Task instructions - Your answer should hold exactly the lines from the line containing "of the short" through the end of the entries that follow.

___ Provided records

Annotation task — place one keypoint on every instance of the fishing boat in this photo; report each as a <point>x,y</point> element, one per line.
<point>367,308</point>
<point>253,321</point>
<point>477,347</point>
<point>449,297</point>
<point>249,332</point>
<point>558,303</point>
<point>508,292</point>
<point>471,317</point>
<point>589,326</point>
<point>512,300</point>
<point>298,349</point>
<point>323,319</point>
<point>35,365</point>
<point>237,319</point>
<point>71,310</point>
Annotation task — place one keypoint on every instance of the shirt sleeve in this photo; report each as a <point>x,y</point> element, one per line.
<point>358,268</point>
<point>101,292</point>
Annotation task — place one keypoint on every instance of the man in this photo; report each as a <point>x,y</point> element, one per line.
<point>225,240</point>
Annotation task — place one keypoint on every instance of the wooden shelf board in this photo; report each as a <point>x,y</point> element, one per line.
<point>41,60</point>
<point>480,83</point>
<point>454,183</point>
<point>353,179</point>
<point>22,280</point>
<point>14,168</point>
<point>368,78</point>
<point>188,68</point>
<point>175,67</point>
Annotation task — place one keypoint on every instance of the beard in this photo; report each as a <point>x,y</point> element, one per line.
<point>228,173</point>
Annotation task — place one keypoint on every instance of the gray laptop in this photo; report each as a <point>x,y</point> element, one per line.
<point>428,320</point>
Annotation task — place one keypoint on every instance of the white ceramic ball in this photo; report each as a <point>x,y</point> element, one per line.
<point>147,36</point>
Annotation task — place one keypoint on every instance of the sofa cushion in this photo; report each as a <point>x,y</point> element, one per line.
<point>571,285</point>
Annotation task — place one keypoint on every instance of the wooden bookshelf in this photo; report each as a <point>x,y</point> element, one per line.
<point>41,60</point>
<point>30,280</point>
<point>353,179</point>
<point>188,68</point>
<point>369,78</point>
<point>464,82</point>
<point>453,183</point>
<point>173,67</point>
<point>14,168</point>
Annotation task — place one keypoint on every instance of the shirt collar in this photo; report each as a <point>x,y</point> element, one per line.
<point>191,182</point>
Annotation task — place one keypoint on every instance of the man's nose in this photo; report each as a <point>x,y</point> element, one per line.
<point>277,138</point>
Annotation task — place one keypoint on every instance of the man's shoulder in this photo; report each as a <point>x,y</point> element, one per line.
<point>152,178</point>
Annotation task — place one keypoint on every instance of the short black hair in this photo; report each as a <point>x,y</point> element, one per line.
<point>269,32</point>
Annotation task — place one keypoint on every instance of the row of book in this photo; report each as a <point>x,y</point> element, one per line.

______

Answer for the task -
Annotation task — place one keypoint on every instance of the short black hair in this photo; report each as a <point>x,y</point> element, one per line.
<point>269,32</point>
Annotation task — place one keypoint on every instance of the row of book in this photo; report each as a <point>x,y</point> element, one per line.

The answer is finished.